> **Passage**:
────────

As a matter of personal freedom I will vote YES on amendment 2.
What you do in the privacy of your own home, that harms no one is no one else business. We have too many restrictions on our personal liberties as it is.
Why should otherwise law abiding citizens become another revenue stream for the FOR PROFIT PRISON SYSTEM?
Matchbox, if it is used only for real medical purposes then make it a pill to take not a weed to smoke to get high.
God created all herds for medicine, God knows best, and not the doctor. God heals and the doctor practice.
Whiskey and Pharmaceutical companies don’t like competition !
I am voting yes because I am not ignorant!
I dont smoke anything but I say go ahead and make it legal.
If it passes, it will hurt the drug company’s profits. A good reason to vote yes.
First of all this will not increase smoking in potheads…they smoke as much as they want…second of all if any one of you suffered from a chronic illness or epilepsy or your children did you would certainly be singing a different tune I promise you on that one….i would rather have marijuana than pain pills any day….so unless you understand it you shouldn’t have an opinion on it
@Nod, Potheads will get pot regardless if you vote yes or no.
@Wondering, People who smoke pot on welfare or not will get pot and if they’re on welfare you’re still paying for it even now.
This is for honest people who have medical conditions that this plant will benefit. People on cancer treatments, seizures, terminal illness in great pain, and other TERMINAL illness. This is not a free pass for just anyone who has a minor back ache or blurry eye to get, like it is in California. These is a very specific group of illnesses that qualify. This being passed will be a blessing for those who want to be within the law and that this great plant will help. Don’t be such prudes and only thinking about the negative and yourselves. I promise you this won’t be any money out of your pocket that isn’t already out of your pocket and I am sure you won’t lose sleep over it.
VOTE YES ON 2!!
What a gorgeous bud. I personally think people need to chill and quit being a bunch of control freaks. Le bon roule.
My only question is whether we, as tax payers, will have to pay for ‘low income’ welfare types who can’t afford it obtain it. If that’s the case, I am out.
VOTE YES! VOTE YES!
NO To POT , Please . . . I’m voting NO.
I truly believe than this will only increase the use of pot for potheads. One more legally abused drug on the market. I will vote against it. Only in america.

────────

> **Dataset section**:
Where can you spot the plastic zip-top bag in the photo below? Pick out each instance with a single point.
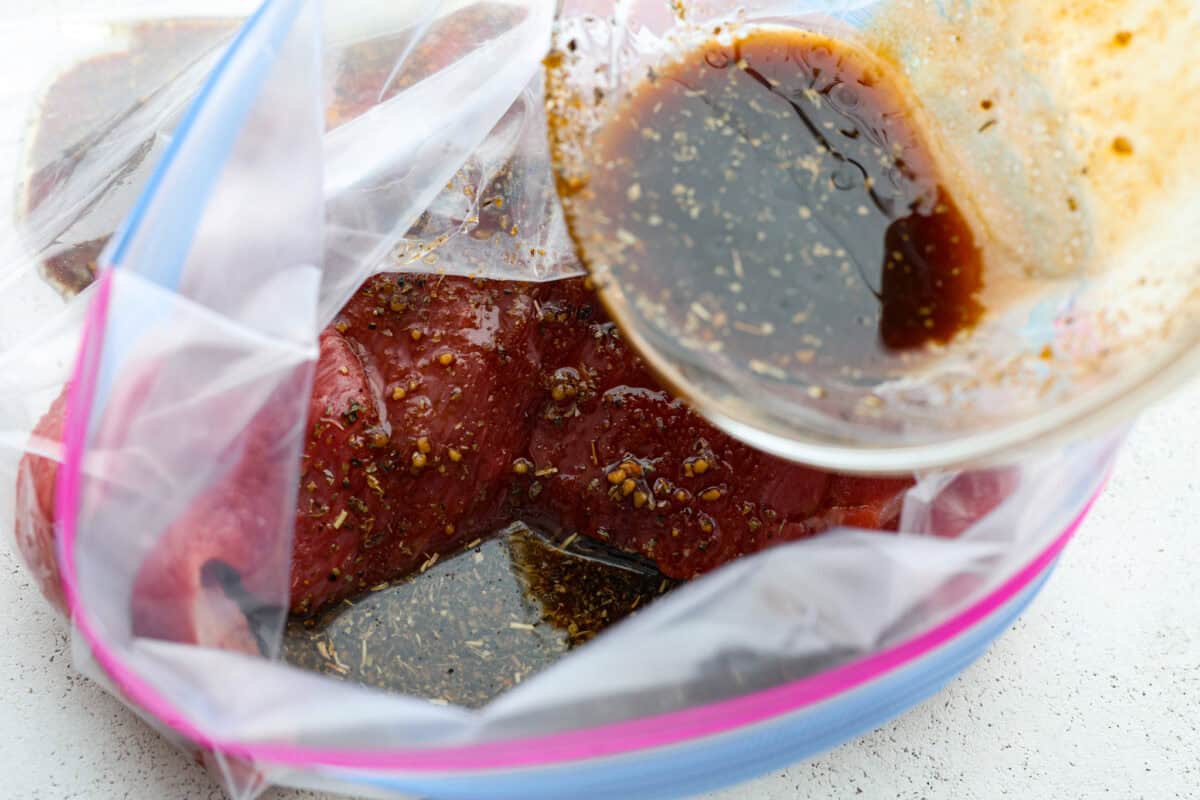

────────

> **Tasks and exercises**:
A. Answer these questions about the comments on amendment 2, giving each answer on its own line:
(i) Which two kinds of companies does one comment say don't like competition?
(ii) Which state is named as a place where marijuana is a free pass for anyone with a minor complaint?
(iii) If marijuana is used only for real medical purposes, what does the comment addressed to Matchbox say it should be made into instead of a weed to smoke?
B. In the comments on amendment 2, repeat word for word the part that opens with the words containing "VOTE YES ON 2!!" and closes with "Only in america.".

> **Solutions to the tasks**:
A.
(i) Whiskey and pharmaceutical companies
(ii) California
(iii) A pill to take

B.
VOTE YES ON 2!!
What a gorgeous bud. I personally think people need to chill and quit being a bunch of control freaks. Le bon roule.
My only question is whether we, as tax payers, will have to pay for ‘low income’ welfare types who can’t afford it obtain it. If that’s the case, I am out.
VOTE YES! VOTE YES!
NO To POT , Please . . . I’m voting NO.
I truly believe than this will only increase the use of pot for potheads. One more legally abused drug on the market. I will vote against it. Only in america.